*EXTRACT TO READ*:
━━━━━━━━━━━━━━━━

What separates these women’s speeches from those we’ve heard a thousand times before, however, isn’t merely that they’re coming from elected Republican women, although that’s part of it. I confess that I can’t remember the last time I’ve heard this rhetoric from that source. But what’s really significant to me is that both these legislators crafted their arguments by appealing to beliefs the GOP purports to value: small government and individual responsibility. It’s an argument that’s needed to be made, in the same way that Ted Olson’s persuasiveness, not simply as a very good lawyer, but indeed as a Republican has been instrumental in overturning DADT.
What’s more, they succeeded, in an overwhelmingly Republican state with a legislature to match, in defeating Brechtel’s bill. He has re-introduced it, but in a watered-down form, devoid of the most invasive provisions. It will probably pass, the same way the Patriot Act will almost certainly be rammed through Congress by a coalition of bigots, faux law-and-order types, and Big Government megalomaniacs of both parties. But—and, unfortunately this counts as a win in today’s political climate—it won’t be as bad as it might have been.
But these stories, even if they represent only a delay or a slight dilution of horrible legislation, do have meaning. They remind us that the Republican Party is every bit as “Big Government” as their Democratic counterparts—they just want a different big government. Don’t hold your breath to see anything that looks like a real balanced budget coming from these guys: there will be cuts to education, to the arts, the PBS/NPR, to financial aid, to salaries for state, federal and local employees like cops and teachers (and university professors), possibly even to Social Security. But don’t expect that totally useless missile system to get scaled back, or that modest tax increase on the ridiculously wealthy to levels still lower than during the Reagan administration to be enacted. Don’t think the GOP will pass on an opportunity to spy on you without any real reason, to criminalize your sexuality, or to deny your right to worship as you please unless you thump the Bible with both hands.
Some six years ago, when Samuel Alito had just been confirmed as a Supreme Court Justice, I wrote in my old blog that “it's just possible that Mr. Alito is in fact a jurist of ‘steady demeanor, careful judgment and complete integrity,’ just as President Bush described him. Wouldn't that spoil Bush's day!” I’m having another of those moments today. I think there are more legitimate uses of government than true libertarians do, but their position is at least logically and ethically consistent.
GOP leaders from Reagan to Bush to Boehner and McConnell, however, see small government as more of a bumper sticker than a philosophy (to be fair, it’s a better slogan than “Tax Breaks for Millionaires and Spies in Your Bedroom”). Whether the true small government advocates on the right will be willing to join forces with civil libertarians on the left on an ongoing basis remains to be seen. But, given the policy disputes that might be affected by such an alliance—abortion rights restrictions, gay marriage, the continuing saga of DADT—the old adage that “politics makes strange bedfellows” has never seemed more apt.

━━━━━━━━━━━━━━━━

Dataset records
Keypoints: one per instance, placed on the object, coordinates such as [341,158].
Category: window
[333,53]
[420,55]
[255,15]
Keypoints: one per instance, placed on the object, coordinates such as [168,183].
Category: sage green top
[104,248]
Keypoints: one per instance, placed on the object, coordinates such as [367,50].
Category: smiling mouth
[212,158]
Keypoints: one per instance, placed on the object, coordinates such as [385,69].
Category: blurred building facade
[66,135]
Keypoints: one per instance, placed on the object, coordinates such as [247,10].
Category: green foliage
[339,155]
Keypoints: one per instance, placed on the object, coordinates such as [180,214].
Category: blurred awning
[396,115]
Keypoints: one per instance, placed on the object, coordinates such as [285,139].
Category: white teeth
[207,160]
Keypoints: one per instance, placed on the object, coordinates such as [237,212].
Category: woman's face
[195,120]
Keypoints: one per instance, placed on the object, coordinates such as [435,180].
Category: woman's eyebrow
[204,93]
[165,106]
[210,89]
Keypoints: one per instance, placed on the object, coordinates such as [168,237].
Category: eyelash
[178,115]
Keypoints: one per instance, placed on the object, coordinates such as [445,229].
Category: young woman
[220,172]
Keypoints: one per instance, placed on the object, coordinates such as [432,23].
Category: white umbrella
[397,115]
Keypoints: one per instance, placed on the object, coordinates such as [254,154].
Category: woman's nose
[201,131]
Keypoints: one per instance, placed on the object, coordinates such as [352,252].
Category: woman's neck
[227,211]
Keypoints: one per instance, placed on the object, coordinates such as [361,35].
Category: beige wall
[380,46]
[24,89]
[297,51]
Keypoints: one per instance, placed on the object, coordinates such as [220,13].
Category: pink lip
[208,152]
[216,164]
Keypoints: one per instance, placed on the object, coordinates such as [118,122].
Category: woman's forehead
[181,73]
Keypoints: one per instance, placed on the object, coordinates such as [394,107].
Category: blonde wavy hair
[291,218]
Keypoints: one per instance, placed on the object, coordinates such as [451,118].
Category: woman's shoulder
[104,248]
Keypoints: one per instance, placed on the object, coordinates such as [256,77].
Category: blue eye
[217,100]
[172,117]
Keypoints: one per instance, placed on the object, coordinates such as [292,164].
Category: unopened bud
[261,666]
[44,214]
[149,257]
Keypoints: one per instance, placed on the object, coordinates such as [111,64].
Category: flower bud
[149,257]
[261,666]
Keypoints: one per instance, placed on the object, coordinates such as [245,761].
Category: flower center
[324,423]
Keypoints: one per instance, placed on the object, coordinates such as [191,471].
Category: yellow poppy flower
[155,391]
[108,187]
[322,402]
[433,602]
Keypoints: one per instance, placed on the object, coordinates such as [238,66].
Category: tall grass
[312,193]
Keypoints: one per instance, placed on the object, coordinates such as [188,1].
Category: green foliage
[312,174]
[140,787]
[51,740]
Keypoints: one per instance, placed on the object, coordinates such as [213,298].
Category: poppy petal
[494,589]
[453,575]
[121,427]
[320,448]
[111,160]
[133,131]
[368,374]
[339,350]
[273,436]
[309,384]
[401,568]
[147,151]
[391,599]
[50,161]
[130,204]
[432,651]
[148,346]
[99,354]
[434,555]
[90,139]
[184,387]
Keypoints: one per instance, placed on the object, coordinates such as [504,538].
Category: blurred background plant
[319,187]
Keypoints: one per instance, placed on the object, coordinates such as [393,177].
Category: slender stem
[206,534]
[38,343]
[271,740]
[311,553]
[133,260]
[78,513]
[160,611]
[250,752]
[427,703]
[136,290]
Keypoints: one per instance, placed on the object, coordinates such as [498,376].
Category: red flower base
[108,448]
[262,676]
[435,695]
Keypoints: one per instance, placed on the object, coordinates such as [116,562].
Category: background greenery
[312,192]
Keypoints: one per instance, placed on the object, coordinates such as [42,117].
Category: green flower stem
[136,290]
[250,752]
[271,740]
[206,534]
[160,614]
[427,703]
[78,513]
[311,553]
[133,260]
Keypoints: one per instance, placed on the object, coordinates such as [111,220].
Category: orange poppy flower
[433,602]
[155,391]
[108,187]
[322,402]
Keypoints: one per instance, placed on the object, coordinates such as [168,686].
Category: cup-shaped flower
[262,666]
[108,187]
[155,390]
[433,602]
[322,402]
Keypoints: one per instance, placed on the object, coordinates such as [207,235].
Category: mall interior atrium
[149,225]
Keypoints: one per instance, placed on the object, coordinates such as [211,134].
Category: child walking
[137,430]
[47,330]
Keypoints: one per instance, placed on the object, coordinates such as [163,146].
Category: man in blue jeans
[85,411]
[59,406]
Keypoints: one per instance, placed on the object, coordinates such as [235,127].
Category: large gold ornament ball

━━━━━━━━━━━━━━━━

*REQUIRED ACTIONS*:
a) In the political essay, in what form has Brechtel re-introduced his bill?
b) Condense the paragraph of the political essay that begins "What's more, they succeeded" into a short bulleted list that keeps its main facts.

*EXERCISE RESULTS*:
a) He has re-introduced it in a watered-down form, without the most invasive provisions.

b)
- The two legislators defeated Brechtel's bill in an overwhelmingly Republican state with a Republican legislature.
- Brechtel has re-introduced the bill in a watered-down form, without its most invasive provisions.
- It will probably pass, much as the Patriot Act will almost certainly be forced through Congress by a bipartisan coalition.
- It will not be as bad as it might have been, which counts as a win in today's political climate.